» **Materials provided**:
::::::::
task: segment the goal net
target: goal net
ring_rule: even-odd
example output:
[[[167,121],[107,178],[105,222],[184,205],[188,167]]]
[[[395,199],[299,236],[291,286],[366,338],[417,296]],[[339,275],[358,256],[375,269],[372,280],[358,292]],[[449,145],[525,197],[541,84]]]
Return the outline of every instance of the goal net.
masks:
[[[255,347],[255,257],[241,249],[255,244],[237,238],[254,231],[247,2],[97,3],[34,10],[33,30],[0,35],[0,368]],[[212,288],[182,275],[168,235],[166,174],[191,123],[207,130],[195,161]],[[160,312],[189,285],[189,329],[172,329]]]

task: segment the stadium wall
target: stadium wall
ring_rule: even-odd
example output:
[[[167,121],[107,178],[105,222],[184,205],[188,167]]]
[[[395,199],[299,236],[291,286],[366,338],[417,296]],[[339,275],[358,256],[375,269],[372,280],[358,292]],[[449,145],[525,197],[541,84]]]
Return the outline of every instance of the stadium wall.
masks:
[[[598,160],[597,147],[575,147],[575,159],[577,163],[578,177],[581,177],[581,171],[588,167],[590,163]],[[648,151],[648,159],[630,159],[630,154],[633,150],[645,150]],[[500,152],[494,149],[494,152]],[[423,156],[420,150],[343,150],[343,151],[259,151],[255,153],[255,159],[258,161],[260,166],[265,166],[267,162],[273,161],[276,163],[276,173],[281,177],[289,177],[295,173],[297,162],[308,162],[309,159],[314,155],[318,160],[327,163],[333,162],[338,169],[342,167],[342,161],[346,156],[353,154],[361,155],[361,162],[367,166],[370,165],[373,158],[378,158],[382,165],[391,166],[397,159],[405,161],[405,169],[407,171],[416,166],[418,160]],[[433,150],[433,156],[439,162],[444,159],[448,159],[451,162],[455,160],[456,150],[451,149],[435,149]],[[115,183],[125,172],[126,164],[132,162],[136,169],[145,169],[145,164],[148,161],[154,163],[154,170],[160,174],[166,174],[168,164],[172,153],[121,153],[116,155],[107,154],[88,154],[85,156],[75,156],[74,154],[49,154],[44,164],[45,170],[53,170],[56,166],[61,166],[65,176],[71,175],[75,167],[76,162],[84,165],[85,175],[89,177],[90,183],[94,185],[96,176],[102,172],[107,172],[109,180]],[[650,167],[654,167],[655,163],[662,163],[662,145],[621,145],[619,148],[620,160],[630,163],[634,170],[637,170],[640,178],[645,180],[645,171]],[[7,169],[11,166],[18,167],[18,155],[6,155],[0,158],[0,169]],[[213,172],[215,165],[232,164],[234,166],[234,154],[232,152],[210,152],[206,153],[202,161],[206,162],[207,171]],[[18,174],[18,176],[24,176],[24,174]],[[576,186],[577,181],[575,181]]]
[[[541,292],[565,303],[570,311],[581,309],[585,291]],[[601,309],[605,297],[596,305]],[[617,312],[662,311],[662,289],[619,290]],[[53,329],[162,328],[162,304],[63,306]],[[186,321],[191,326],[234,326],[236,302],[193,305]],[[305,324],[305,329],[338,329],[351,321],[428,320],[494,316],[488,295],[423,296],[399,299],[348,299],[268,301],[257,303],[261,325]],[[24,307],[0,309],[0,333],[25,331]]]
::::::::
» **Brief**:
Repeat the data precisely, reproducing every entry.

» **Written solution**:
task: segment the goal net
target: goal net
ring_rule: even-odd
example output:
[[[167,121],[107,178],[105,222],[184,205],[188,167]]]
[[[395,199],[299,236],[291,286],[366,338],[417,296]],[[339,275],[358,256],[375,269],[372,280],[358,292]],[[449,145],[525,197],[541,84]]]
Return the outline of every instance of the goal net.
masks:
[[[255,347],[255,257],[241,249],[255,244],[237,238],[254,231],[247,2],[97,3],[34,10],[33,30],[0,35],[0,368]],[[212,288],[182,275],[168,235],[166,174],[191,123],[207,130],[195,161]],[[160,312],[189,285],[189,329],[172,329]]]

task: segment the stadium wall
target: stadium wall
ring_rule: even-odd
example output:
[[[167,121],[107,178],[105,222],[184,205],[188,167]]]
[[[395,199],[299,236],[291,286],[366,338],[417,296]],[[339,275],[358,256],[375,269],[372,280],[358,292]],[[449,145],[525,197],[541,84]]]
Return the outline of every instance of the stadium wall.
masks:
[[[598,160],[597,147],[575,147],[575,159],[577,163],[578,177],[581,177],[581,171],[588,167],[590,163]],[[648,151],[648,159],[630,159],[630,154],[633,150],[645,150]],[[500,152],[494,149],[494,152]],[[423,156],[420,150],[343,150],[343,151],[259,151],[255,153],[255,159],[258,161],[260,166],[265,166],[267,162],[273,161],[276,163],[276,173],[281,177],[289,177],[295,173],[297,162],[308,162],[309,159],[314,155],[318,160],[327,163],[333,162],[338,169],[342,167],[342,161],[346,156],[353,154],[361,155],[361,162],[367,166],[370,165],[373,158],[378,158],[382,165],[391,166],[397,159],[405,161],[405,169],[407,171],[416,166],[418,160]],[[433,150],[433,156],[439,162],[444,159],[448,159],[451,162],[455,160],[456,150],[451,149],[435,149]],[[115,183],[125,172],[126,164],[132,162],[136,169],[145,169],[145,164],[148,161],[154,163],[154,170],[160,174],[166,174],[168,164],[172,153],[121,153],[116,155],[107,154],[88,154],[85,156],[75,156],[74,154],[49,154],[44,164],[45,170],[53,170],[56,166],[61,166],[65,176],[71,175],[75,167],[76,162],[84,165],[85,175],[89,177],[90,183],[94,185],[96,176],[102,172],[107,172],[109,180]],[[650,167],[654,167],[655,163],[662,163],[662,145],[621,145],[619,148],[620,160],[630,163],[634,170],[637,170],[640,178],[645,180],[645,171]],[[7,169],[11,166],[18,167],[18,155],[6,155],[0,158],[0,169]],[[213,172],[215,165],[232,164],[234,166],[234,154],[232,152],[210,152],[206,153],[202,161],[206,162],[207,171]],[[18,174],[18,176],[24,176],[24,174]],[[576,186],[577,181],[575,181]]]
[[[541,292],[565,303],[570,311],[581,309],[585,291]],[[601,309],[605,297],[596,305]],[[617,312],[662,311],[662,289],[619,290]],[[53,329],[162,328],[162,304],[63,306]],[[186,321],[191,326],[234,326],[236,302],[193,305]],[[305,324],[305,329],[338,329],[351,321],[428,320],[494,316],[488,295],[423,296],[399,299],[348,299],[268,301],[257,303],[261,325]],[[24,307],[0,309],[0,333],[25,331]]]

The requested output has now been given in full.